[START Source material]

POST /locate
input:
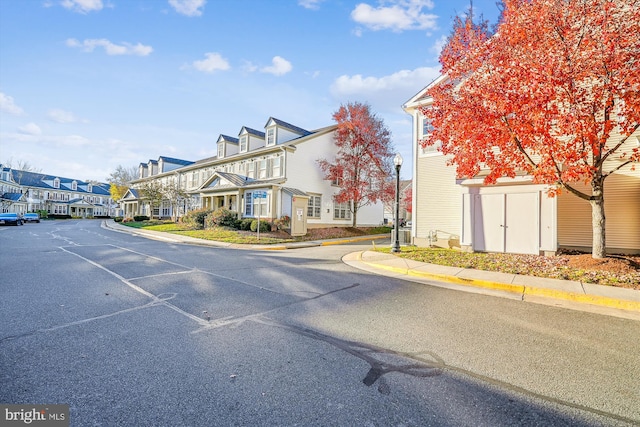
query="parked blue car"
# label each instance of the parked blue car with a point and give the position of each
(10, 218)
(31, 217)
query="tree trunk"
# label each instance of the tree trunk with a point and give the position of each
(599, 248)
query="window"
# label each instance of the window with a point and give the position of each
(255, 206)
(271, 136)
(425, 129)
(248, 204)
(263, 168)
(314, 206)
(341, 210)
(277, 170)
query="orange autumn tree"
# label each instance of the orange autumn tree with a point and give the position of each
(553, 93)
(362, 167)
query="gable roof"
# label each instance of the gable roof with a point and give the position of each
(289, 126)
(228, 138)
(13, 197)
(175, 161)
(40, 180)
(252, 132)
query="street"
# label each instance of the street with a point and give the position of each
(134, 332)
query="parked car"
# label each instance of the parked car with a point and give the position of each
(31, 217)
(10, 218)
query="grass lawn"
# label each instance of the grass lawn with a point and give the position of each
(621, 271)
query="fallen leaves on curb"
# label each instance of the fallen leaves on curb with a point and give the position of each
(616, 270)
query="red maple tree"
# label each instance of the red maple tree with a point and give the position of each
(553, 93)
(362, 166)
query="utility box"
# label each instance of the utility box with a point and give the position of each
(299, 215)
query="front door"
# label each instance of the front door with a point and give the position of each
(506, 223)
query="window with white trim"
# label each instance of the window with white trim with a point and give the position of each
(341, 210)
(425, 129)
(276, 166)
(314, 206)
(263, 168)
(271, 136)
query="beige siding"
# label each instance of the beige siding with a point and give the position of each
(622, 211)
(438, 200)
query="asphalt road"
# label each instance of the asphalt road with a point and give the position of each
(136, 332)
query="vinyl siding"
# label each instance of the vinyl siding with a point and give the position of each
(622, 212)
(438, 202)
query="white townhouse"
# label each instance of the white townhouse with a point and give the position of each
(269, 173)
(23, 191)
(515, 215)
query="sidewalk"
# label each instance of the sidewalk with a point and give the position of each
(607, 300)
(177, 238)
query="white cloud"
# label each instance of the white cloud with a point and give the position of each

[END Source material]
[START Source material]

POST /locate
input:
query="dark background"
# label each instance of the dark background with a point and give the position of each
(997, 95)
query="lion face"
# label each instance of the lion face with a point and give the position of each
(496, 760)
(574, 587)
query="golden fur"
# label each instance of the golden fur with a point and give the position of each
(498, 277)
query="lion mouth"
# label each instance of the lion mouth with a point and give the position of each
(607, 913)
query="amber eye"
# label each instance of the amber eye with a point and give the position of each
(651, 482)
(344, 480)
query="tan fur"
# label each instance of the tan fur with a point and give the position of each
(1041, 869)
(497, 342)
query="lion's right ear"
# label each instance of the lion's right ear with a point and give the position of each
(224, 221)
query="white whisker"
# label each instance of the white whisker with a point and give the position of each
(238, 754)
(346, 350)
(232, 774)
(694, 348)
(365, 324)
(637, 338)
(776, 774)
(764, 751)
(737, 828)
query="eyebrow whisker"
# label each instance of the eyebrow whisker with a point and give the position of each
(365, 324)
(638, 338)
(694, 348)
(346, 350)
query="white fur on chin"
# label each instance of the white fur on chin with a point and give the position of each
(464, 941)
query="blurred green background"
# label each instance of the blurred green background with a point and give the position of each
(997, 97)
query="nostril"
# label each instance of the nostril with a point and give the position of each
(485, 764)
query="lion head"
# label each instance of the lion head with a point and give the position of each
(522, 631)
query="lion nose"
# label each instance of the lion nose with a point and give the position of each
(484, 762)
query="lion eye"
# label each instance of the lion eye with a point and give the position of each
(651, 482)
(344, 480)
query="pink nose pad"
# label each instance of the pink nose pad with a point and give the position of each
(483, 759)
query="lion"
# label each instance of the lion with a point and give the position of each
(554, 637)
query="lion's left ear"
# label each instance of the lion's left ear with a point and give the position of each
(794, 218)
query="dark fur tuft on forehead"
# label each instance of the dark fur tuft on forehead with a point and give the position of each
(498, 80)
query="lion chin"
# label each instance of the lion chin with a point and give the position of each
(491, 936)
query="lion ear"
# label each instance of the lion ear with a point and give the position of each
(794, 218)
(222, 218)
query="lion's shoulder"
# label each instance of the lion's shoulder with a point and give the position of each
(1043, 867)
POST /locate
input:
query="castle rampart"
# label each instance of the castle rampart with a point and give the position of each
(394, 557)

[END Source material]
[START Source material]

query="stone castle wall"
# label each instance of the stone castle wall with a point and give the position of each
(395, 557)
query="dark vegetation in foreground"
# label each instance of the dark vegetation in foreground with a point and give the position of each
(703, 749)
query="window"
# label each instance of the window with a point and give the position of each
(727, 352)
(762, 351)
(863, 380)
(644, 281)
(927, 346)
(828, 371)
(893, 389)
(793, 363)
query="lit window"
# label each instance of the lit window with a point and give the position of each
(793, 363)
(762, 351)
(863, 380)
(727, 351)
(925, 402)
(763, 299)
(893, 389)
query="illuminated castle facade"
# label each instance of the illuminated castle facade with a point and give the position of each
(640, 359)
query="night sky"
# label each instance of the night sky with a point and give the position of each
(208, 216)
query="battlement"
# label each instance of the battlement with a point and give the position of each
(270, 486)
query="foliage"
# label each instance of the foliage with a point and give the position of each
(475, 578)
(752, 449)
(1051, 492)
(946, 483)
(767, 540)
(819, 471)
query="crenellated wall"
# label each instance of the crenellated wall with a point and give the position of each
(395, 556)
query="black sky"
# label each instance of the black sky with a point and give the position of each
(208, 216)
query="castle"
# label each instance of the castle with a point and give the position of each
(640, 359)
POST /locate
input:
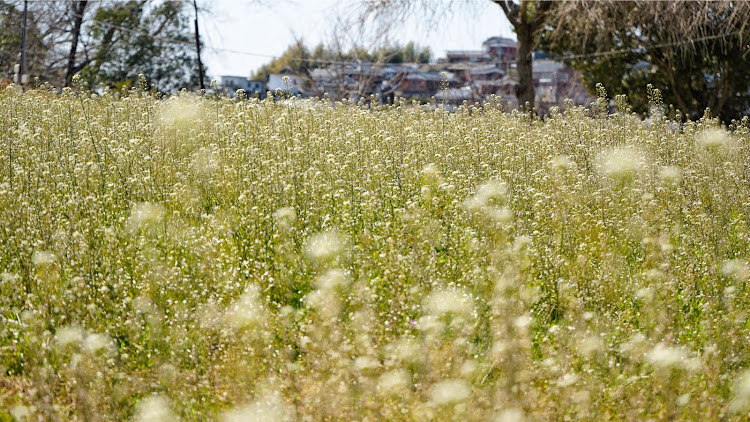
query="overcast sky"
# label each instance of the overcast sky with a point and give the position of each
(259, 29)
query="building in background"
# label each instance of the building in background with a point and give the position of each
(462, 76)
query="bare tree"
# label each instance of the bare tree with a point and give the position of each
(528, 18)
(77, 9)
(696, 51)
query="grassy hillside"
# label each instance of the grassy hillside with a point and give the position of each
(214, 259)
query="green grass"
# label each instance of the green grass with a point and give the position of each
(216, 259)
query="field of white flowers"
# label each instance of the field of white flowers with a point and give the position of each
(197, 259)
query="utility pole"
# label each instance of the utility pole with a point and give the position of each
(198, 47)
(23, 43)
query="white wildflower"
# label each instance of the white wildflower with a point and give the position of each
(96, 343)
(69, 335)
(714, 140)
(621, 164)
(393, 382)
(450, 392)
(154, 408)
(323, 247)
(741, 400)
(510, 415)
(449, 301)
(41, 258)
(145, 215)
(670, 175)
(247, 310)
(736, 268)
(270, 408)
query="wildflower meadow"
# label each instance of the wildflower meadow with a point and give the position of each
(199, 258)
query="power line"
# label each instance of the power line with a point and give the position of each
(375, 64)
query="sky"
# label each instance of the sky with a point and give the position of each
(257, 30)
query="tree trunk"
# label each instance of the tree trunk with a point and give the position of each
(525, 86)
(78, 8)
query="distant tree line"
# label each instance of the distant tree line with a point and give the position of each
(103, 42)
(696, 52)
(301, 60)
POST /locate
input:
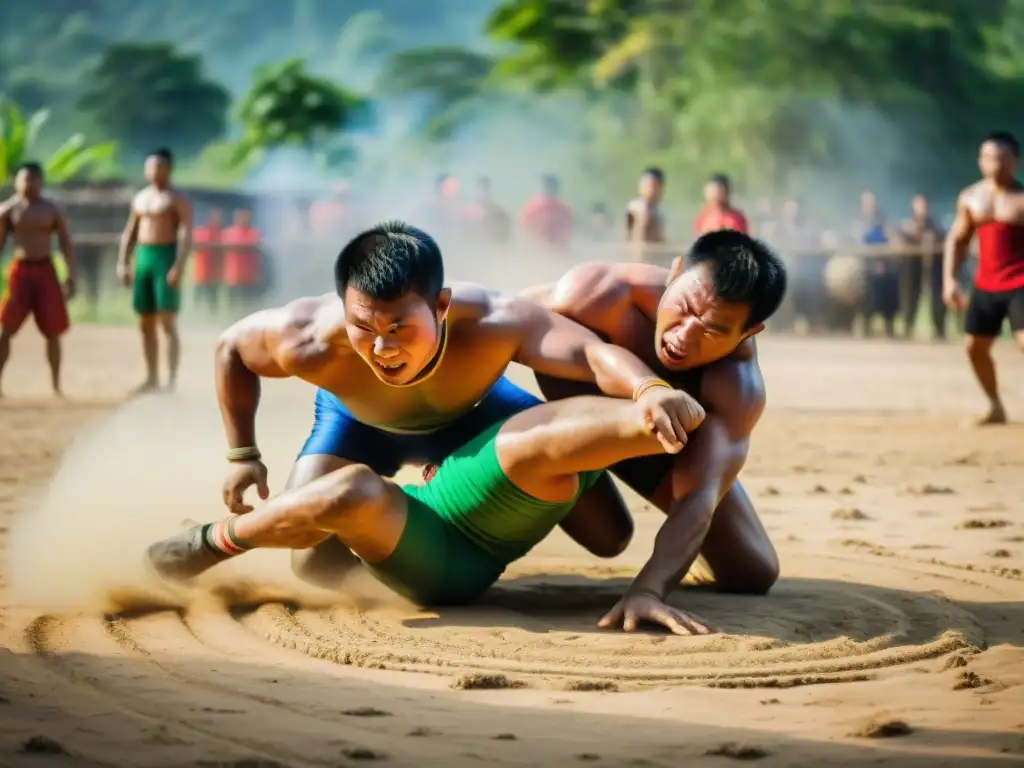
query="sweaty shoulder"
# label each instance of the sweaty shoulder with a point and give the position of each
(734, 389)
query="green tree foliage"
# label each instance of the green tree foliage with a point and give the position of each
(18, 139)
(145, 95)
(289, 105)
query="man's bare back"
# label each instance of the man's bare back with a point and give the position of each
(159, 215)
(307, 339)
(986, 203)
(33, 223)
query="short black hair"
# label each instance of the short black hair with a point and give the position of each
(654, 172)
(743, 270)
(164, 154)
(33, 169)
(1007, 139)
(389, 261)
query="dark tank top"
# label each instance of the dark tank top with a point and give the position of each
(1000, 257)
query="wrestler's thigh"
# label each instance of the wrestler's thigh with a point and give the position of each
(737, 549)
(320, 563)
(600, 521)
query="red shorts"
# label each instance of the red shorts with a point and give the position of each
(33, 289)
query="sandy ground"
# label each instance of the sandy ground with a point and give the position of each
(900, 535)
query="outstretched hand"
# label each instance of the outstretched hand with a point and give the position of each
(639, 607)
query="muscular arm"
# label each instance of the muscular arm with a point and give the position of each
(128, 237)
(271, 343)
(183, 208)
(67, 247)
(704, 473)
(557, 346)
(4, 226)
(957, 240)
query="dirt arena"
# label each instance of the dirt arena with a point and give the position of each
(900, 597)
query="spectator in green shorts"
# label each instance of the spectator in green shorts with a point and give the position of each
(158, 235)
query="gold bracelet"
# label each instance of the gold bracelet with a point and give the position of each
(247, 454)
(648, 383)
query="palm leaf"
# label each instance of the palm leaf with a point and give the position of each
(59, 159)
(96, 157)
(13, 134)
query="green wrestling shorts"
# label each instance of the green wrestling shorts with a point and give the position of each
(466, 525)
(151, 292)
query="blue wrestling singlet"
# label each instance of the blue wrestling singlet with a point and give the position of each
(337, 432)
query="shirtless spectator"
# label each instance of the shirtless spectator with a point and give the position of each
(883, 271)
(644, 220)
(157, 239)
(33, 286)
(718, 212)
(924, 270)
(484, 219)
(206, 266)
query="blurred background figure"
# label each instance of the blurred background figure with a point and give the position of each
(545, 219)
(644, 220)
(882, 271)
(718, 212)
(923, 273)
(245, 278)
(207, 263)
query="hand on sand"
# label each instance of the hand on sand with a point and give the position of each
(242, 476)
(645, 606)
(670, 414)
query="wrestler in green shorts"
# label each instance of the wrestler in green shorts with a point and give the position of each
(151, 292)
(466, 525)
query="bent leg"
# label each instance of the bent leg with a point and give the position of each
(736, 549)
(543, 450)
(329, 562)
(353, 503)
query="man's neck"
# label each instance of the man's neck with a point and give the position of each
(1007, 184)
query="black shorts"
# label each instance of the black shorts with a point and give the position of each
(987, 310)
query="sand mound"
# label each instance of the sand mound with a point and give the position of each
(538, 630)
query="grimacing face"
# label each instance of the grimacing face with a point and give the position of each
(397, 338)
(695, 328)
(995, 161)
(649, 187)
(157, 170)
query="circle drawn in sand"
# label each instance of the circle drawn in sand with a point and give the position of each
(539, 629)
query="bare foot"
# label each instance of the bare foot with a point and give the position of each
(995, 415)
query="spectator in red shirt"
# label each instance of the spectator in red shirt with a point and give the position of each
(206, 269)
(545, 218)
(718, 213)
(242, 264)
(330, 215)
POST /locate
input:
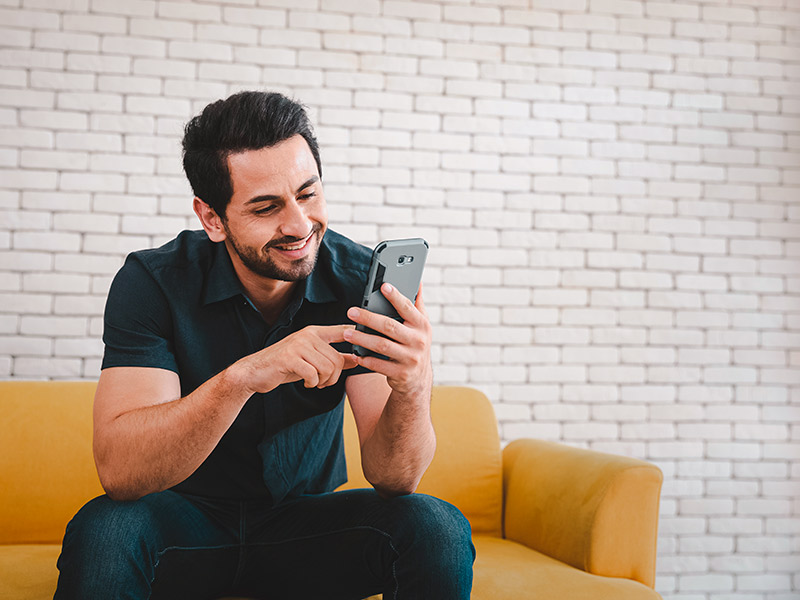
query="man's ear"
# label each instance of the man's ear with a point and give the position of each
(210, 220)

[END Source material]

What is required.
Please list every line in the rows above that contains the word "forehead", copying each line whole.

The solution.
query="dark fur tuft on forehead"
# label each instance of the dark fur tuft on forehead with a point and give the position of each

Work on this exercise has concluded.